▸ EXERCISE DESCRIPTION:
The required output consists solely of the lines from the line containing "Would you mind pointing out the hand" through the end of the records, copied exactly.

▸ GIVEN ENTRIES:
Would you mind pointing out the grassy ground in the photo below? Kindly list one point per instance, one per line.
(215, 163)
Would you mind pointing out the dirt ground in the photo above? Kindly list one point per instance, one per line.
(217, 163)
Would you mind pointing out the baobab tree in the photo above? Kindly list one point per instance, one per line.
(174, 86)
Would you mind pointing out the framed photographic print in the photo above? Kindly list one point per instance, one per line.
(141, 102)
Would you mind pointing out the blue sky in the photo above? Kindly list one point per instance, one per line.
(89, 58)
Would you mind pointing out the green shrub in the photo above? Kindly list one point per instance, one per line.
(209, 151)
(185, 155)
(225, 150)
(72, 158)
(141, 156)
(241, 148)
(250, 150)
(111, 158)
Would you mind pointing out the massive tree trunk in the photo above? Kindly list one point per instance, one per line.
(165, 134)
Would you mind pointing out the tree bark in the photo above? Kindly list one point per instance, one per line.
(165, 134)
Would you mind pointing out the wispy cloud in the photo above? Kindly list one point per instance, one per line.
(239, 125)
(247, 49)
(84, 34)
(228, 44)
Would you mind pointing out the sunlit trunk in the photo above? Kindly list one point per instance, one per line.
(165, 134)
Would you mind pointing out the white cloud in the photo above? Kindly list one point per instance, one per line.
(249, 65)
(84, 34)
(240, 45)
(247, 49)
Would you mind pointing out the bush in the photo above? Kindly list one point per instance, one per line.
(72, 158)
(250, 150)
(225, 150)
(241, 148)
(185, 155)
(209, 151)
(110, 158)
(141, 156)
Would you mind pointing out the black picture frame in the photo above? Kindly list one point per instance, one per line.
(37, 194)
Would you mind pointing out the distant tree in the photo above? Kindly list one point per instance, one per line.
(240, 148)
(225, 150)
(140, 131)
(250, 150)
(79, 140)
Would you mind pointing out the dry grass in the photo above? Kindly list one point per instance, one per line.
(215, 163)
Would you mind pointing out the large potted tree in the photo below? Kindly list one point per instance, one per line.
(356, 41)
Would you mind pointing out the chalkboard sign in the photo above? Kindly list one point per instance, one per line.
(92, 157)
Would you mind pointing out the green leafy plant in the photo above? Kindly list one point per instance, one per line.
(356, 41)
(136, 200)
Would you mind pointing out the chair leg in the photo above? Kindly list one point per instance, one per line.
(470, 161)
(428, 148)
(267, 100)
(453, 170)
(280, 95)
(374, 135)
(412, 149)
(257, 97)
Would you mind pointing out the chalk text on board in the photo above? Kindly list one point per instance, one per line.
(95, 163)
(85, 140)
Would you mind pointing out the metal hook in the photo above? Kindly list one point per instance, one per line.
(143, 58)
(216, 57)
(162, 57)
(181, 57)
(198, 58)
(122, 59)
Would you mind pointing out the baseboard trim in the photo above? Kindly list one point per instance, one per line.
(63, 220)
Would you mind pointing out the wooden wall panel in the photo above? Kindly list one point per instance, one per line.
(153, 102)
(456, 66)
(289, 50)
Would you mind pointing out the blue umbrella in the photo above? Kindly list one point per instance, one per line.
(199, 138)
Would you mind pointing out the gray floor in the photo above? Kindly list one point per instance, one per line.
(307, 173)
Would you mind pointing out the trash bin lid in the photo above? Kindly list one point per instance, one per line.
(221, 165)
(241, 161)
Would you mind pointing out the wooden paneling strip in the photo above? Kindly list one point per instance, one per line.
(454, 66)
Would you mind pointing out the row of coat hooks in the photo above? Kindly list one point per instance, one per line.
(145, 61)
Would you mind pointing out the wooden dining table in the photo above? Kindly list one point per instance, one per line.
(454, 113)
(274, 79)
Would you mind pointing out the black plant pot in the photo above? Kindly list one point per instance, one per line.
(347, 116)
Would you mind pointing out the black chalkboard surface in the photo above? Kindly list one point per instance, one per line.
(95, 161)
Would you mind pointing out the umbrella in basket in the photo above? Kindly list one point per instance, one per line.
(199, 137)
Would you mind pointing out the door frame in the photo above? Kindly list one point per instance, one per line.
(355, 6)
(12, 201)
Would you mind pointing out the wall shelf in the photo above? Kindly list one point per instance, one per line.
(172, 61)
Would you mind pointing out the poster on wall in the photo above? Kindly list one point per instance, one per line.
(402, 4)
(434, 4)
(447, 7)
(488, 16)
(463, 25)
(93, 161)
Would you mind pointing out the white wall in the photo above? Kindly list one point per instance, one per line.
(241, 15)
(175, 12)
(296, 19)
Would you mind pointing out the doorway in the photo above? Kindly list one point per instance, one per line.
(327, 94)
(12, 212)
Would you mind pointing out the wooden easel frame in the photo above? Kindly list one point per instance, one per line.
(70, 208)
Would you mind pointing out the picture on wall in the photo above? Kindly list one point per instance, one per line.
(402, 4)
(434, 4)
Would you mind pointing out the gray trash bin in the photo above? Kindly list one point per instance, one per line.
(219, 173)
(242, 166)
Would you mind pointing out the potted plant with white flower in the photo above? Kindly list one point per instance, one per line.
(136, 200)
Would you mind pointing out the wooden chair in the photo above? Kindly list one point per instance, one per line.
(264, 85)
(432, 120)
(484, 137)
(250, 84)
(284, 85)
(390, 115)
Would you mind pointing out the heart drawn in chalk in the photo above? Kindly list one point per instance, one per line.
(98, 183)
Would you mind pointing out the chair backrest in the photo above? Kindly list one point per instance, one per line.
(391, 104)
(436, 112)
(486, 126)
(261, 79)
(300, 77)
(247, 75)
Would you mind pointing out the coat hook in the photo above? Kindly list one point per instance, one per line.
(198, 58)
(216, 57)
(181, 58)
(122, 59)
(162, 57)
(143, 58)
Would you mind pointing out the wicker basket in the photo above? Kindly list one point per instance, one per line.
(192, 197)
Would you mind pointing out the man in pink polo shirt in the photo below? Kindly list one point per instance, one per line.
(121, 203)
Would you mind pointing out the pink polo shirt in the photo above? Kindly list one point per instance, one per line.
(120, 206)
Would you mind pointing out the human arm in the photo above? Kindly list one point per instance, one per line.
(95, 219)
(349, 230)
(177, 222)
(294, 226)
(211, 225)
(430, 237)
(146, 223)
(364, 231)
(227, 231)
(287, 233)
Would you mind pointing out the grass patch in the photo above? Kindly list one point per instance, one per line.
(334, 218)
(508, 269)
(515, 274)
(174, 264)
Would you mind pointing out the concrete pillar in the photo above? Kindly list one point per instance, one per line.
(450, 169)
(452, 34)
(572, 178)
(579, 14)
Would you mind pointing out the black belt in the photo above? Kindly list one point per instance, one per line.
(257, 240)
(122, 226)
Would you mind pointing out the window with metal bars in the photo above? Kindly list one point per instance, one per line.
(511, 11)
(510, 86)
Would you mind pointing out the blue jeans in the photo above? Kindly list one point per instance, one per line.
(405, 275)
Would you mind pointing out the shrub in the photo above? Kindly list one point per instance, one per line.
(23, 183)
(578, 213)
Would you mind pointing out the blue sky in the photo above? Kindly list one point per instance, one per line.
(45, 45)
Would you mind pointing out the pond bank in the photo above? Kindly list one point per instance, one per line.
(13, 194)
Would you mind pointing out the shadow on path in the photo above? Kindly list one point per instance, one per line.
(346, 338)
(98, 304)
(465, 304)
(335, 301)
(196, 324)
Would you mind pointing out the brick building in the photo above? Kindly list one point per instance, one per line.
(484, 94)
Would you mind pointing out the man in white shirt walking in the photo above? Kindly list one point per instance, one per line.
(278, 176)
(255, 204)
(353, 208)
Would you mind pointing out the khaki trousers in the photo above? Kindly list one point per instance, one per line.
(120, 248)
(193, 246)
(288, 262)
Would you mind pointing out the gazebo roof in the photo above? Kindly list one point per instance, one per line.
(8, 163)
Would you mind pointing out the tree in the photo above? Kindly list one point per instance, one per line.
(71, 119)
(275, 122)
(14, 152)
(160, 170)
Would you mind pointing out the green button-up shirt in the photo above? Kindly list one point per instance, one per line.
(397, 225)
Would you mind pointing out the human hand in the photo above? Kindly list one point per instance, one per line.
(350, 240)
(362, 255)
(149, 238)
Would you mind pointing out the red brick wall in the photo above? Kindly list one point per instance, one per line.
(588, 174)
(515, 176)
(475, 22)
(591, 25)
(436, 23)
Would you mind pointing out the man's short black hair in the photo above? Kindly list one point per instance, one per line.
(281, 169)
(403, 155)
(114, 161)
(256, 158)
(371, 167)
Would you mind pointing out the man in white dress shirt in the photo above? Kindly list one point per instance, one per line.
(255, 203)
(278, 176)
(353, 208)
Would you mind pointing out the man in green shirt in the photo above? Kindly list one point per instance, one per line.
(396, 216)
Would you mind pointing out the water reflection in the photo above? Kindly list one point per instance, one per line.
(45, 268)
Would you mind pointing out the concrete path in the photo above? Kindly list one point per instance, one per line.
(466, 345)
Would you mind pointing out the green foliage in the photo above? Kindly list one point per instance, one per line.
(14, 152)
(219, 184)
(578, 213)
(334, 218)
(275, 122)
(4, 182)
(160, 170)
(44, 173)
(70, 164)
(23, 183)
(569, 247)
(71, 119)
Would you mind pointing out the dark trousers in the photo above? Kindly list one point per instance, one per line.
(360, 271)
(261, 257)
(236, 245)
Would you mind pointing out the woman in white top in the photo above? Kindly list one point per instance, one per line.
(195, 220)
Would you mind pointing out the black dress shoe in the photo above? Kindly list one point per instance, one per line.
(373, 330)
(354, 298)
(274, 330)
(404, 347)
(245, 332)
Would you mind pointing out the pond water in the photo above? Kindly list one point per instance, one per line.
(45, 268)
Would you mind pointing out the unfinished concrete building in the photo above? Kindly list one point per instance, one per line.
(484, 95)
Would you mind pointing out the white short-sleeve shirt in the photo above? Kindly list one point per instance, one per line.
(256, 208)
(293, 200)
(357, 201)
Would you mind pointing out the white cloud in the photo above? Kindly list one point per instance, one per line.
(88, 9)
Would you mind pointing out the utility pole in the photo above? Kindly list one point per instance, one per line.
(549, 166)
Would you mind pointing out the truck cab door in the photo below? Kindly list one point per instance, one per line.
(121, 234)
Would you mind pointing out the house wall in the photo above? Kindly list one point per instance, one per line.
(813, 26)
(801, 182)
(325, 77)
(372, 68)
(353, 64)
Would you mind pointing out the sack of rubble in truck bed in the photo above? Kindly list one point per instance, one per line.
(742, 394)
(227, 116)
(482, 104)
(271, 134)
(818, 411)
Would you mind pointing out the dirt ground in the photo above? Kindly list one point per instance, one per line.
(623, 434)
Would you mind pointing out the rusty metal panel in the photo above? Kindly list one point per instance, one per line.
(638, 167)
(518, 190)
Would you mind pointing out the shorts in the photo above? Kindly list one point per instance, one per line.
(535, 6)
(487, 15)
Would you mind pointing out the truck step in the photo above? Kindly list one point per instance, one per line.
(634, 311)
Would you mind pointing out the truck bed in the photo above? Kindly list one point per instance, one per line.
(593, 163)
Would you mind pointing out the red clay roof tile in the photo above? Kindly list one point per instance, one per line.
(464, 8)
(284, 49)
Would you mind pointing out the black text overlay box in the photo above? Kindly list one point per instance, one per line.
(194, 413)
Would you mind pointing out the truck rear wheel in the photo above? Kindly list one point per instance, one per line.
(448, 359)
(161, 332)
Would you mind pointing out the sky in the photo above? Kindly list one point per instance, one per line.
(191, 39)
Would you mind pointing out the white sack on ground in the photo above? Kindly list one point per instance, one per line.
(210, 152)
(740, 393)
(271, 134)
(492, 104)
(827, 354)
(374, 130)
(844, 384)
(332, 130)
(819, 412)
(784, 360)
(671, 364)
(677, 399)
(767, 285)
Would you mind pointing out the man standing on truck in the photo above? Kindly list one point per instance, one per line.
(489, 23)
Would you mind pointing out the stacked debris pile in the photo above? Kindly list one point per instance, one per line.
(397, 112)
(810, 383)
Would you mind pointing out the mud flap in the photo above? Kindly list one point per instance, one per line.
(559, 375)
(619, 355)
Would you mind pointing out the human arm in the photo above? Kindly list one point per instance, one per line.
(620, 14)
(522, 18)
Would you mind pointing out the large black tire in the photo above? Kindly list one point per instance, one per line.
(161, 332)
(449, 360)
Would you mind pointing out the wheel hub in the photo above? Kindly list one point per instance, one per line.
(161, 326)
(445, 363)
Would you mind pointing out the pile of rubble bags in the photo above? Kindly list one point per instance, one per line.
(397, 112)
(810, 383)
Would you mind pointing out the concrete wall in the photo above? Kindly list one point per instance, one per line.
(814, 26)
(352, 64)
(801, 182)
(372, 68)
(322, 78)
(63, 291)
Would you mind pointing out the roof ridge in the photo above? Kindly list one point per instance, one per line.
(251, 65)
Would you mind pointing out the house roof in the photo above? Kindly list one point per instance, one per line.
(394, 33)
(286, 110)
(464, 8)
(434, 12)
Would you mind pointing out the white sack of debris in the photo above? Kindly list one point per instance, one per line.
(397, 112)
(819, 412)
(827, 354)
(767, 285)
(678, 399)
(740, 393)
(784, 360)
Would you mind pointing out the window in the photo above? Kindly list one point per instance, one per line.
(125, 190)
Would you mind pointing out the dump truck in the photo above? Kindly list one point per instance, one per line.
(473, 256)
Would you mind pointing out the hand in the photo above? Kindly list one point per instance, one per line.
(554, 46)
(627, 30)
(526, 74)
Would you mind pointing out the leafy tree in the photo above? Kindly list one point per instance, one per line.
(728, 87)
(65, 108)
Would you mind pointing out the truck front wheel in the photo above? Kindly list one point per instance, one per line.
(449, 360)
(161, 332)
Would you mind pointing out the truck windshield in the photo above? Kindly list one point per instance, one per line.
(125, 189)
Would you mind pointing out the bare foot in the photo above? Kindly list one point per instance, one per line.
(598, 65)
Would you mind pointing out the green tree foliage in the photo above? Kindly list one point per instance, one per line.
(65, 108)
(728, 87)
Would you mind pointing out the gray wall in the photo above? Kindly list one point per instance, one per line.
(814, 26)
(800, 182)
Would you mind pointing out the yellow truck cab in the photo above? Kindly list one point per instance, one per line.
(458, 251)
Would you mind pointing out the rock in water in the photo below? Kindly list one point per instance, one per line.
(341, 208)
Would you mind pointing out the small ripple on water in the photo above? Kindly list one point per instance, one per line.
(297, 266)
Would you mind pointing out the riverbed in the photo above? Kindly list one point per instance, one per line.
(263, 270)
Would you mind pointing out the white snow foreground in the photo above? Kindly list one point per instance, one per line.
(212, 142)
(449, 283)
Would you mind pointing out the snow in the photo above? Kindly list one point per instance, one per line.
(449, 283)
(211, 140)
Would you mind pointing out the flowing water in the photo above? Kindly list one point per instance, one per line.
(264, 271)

▸ REPLY:
Would you mind pointing out the hand in the photo above? Kindly list one point per instance, one per line.
(554, 46)
(627, 30)
(526, 74)
Would you mind pointing out the leafy tree in the photo above? Kindly list one point per instance, one per line.
(728, 87)
(65, 108)
Would you mind pointing out the truck front wheel in the photo above? Kindly list one point per instance, one per line.
(449, 360)
(161, 332)
Would you mind pointing out the truck windshield in the photo above? Kindly list one point per instance, one per line.
(125, 189)
Would you mind pointing out the bare foot in the photo above? Kindly list one point per instance, one per line.
(598, 65)
Would you mind pointing out the green tree foliage in the photo above? Kindly list one point per instance, one per line.
(65, 108)
(728, 87)
Would you mind pointing out the gray wall in the photo above? Kindly list one point per instance, one per line.
(814, 26)
(800, 182)
Would you mind pointing out the yellow truck cab in the photo above? Kindly list one point per instance, one per line.
(458, 251)
Would you mind pointing out the rock in water in the photo below? Kindly list one point per instance, one per line.
(341, 208)
Would you mind pointing out the small ripple on water in the photo above? Kindly list one point per instance, one per line.
(297, 266)
Would you mind pointing out the riverbed in the photo above? Kindly list one point per instance, one per line.
(263, 270)
Would you mind pointing out the white snow foreground in the photo above? Kindly list one point per instance, one per line.
(212, 142)
(449, 283)
Would you mind pointing out the snow in the photo above? Kindly list one point per instance, one per line.
(449, 283)
(211, 140)
Would you mind pointing out the flowing water in the photo above? Kindly list one point per instance, one per line.
(264, 271)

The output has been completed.